• [Given exercise]: Please write out the part of the data below that opens with the line containing "If you could indicate the snow field" and closes with the line containing "point(34, 40)", including both of those lines. Leave the pictures out of your answer.

___ Recorded data ___

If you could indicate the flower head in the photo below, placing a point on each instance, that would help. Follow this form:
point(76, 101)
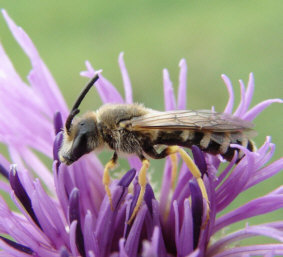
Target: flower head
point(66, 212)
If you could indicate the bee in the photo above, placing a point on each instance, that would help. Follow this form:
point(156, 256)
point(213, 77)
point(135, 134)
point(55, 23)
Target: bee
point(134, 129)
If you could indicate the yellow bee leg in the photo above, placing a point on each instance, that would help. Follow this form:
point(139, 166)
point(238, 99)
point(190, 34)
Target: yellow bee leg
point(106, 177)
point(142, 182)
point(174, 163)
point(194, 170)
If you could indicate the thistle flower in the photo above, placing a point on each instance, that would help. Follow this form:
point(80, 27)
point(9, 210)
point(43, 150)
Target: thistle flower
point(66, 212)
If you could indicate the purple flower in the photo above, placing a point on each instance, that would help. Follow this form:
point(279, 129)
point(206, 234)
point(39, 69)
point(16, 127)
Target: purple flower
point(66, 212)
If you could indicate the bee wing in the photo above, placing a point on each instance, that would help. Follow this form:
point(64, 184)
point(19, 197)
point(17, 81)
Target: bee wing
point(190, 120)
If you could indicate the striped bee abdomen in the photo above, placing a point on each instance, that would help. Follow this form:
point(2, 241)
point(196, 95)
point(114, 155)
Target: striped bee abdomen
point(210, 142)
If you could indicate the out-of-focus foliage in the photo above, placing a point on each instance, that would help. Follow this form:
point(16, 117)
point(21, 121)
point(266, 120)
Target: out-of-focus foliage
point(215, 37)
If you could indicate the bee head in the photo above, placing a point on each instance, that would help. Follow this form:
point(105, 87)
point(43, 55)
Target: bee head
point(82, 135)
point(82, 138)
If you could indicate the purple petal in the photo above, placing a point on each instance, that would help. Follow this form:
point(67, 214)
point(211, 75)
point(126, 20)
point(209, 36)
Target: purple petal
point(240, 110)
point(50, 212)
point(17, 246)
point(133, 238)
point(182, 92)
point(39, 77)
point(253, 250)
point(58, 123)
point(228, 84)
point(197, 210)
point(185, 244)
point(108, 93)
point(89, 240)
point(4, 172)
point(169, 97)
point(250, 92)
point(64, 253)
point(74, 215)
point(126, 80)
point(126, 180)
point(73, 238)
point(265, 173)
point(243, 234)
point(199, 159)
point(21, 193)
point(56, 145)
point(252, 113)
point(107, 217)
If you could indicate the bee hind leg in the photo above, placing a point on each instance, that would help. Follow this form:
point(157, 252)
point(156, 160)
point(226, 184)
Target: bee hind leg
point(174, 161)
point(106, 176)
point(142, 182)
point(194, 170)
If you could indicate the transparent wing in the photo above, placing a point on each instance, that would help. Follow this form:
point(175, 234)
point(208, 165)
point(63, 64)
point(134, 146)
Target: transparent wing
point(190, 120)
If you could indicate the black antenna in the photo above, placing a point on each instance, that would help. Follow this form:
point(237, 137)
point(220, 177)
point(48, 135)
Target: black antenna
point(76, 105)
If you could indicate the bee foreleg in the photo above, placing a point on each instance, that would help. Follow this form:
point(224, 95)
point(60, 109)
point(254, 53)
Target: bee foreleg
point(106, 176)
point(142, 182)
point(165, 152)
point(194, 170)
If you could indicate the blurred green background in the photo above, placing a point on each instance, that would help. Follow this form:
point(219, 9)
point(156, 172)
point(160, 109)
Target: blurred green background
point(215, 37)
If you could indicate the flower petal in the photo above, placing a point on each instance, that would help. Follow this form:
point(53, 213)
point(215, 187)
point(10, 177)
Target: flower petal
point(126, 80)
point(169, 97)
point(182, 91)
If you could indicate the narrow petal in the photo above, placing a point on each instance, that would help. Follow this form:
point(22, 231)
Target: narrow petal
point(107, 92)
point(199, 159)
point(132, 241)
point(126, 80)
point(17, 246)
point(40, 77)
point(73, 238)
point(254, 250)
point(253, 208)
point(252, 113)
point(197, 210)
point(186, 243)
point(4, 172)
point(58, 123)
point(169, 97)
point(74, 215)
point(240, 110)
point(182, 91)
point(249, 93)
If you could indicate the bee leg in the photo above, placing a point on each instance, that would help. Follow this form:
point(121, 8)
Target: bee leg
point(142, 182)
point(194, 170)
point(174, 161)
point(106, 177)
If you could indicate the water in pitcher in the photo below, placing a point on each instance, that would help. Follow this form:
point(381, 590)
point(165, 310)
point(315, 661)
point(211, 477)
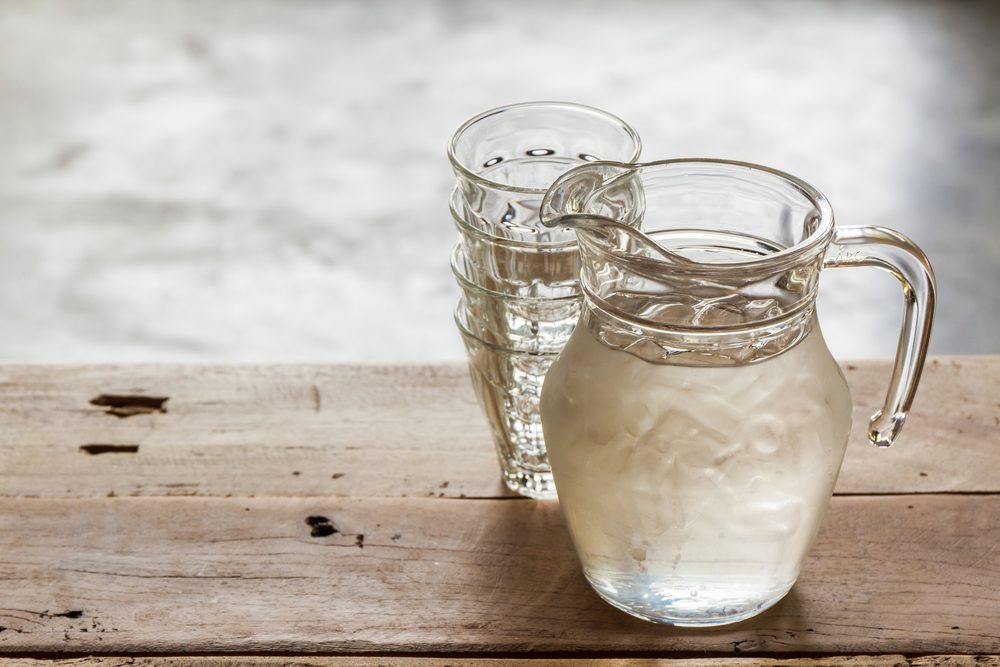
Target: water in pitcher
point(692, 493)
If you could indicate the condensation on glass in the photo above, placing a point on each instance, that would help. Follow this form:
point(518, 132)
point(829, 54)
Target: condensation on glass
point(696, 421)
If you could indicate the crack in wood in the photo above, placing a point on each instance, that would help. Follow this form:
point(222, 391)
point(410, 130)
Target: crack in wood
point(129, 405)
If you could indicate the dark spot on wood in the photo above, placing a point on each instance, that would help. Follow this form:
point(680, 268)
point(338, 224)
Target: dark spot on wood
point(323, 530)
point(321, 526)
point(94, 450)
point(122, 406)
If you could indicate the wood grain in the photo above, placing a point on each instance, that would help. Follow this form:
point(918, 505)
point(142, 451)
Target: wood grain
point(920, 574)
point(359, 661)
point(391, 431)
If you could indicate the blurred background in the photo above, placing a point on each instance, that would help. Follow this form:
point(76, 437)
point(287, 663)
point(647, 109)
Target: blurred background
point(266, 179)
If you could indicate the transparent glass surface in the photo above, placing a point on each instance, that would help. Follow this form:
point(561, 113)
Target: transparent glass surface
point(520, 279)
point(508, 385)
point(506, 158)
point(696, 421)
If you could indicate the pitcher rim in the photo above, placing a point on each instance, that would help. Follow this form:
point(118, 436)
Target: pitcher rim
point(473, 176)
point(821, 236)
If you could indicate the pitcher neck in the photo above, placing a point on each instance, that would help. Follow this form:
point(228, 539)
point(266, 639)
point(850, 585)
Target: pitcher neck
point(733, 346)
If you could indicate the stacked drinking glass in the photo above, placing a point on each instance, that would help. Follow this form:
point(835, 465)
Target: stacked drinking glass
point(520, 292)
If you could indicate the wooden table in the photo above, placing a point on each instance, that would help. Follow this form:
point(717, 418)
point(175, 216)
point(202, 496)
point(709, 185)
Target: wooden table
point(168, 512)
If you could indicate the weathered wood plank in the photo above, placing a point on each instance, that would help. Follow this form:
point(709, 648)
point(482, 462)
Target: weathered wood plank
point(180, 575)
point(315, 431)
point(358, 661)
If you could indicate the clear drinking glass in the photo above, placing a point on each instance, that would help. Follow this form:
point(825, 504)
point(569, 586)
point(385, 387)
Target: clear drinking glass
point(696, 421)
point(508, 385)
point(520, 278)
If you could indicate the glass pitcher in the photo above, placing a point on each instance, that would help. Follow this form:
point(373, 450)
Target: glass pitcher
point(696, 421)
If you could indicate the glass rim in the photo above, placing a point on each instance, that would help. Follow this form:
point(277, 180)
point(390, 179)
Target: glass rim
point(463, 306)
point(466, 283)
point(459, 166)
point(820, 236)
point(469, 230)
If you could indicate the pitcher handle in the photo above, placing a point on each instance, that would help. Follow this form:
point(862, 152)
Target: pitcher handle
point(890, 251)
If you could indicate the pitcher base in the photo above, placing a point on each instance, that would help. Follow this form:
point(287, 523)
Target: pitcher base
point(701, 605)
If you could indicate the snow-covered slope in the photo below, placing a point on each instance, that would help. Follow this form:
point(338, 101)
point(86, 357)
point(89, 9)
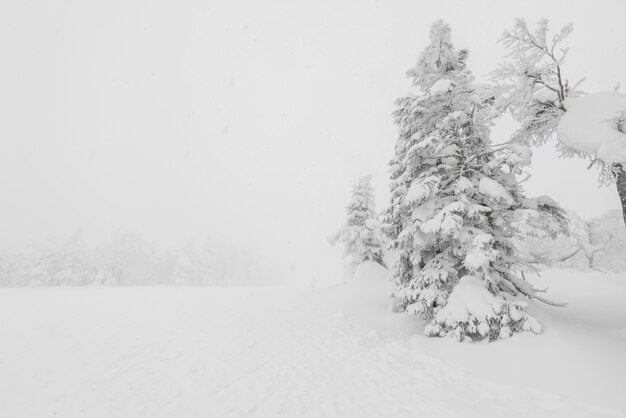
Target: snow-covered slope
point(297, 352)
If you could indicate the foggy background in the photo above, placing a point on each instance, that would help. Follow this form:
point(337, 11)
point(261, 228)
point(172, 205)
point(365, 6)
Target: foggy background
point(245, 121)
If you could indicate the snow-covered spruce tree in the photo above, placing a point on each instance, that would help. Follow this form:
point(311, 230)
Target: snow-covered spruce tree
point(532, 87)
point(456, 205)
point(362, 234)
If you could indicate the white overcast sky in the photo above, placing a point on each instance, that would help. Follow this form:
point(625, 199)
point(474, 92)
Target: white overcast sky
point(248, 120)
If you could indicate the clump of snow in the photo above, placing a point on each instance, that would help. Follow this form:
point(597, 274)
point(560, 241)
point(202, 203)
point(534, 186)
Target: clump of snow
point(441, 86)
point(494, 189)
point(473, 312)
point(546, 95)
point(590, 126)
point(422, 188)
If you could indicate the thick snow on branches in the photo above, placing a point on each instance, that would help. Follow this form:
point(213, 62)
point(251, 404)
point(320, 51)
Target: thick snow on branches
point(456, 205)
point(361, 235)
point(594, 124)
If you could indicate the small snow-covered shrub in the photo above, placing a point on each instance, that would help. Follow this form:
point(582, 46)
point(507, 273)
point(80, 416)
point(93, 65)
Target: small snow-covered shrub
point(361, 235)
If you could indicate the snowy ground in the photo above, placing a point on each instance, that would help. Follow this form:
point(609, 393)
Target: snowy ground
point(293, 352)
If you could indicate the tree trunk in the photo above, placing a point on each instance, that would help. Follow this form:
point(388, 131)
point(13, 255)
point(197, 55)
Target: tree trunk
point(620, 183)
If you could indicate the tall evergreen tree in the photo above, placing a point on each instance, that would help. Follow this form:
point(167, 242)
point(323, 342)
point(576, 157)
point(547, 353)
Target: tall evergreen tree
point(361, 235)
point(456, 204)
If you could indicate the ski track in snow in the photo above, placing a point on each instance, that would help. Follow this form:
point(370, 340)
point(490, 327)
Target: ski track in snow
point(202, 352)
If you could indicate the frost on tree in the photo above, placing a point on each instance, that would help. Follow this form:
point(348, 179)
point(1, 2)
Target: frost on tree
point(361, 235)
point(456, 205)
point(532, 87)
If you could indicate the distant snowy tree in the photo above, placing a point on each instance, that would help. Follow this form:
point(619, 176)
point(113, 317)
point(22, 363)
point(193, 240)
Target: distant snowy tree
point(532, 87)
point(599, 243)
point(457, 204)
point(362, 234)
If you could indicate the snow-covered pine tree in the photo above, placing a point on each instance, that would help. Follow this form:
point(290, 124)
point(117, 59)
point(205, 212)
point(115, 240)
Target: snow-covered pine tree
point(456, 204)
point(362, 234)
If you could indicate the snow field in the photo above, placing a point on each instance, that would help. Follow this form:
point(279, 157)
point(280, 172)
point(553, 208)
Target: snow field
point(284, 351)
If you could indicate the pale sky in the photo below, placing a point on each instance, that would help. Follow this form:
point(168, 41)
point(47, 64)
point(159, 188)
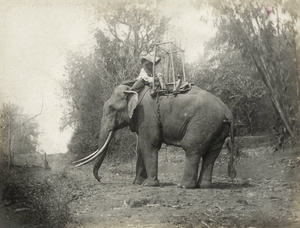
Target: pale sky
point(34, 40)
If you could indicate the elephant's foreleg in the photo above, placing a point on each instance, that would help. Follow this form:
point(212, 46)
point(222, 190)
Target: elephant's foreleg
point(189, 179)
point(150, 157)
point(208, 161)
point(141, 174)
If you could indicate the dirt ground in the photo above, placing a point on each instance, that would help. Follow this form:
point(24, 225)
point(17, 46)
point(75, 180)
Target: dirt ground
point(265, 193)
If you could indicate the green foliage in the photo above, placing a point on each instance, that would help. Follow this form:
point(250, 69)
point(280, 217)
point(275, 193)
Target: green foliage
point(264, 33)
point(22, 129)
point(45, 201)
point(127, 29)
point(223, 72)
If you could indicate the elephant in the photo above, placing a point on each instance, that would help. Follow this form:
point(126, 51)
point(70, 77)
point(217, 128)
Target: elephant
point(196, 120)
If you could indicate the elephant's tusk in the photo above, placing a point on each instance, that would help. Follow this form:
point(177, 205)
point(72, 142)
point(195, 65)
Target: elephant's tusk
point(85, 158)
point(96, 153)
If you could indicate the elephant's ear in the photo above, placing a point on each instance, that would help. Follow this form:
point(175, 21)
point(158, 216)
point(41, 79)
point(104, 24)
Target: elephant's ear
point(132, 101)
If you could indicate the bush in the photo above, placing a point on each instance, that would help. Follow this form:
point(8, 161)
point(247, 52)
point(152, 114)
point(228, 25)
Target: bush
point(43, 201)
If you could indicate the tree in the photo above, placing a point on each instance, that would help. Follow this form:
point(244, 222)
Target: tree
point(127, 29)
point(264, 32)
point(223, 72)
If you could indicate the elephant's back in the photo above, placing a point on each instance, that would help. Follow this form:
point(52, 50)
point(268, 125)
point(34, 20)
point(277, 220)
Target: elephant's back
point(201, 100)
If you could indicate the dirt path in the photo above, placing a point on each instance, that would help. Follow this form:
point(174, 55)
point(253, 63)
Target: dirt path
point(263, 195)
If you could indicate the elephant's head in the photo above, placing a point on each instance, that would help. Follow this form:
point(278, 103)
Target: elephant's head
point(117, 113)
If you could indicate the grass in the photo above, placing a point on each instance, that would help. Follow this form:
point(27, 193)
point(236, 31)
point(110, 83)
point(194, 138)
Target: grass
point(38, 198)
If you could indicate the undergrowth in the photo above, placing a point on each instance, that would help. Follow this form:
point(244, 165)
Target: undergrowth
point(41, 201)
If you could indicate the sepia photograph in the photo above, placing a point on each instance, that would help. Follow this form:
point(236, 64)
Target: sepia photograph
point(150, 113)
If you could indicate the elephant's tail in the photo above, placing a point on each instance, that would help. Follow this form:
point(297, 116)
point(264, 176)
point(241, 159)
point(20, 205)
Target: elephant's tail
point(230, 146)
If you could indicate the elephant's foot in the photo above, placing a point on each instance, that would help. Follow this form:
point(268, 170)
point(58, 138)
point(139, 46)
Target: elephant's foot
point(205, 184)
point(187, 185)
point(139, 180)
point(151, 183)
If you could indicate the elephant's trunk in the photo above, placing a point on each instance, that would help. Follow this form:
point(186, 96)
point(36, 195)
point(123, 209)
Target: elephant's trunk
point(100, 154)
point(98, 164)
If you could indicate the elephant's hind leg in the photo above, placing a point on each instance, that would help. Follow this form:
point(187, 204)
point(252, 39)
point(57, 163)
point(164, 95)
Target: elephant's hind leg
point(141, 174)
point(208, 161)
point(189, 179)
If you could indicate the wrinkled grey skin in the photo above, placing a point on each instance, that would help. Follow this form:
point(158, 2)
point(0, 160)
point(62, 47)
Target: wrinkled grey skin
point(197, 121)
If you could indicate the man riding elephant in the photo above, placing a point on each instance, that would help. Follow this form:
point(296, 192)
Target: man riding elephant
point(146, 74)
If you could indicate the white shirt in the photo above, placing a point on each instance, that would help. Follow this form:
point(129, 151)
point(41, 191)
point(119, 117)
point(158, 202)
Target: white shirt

___

• [Full output]:
If you could indicate the snow field in the photo above, placing a point on each instance, that would help. Follow this form:
point(279, 157)
point(280, 172)
point(553, 208)
Target: snow field
point(284, 351)
If you could indicate the pale sky in the photo below, placing a point on each instance, that would help. Follow this form:
point(168, 41)
point(47, 64)
point(159, 188)
Target: pale sky
point(34, 40)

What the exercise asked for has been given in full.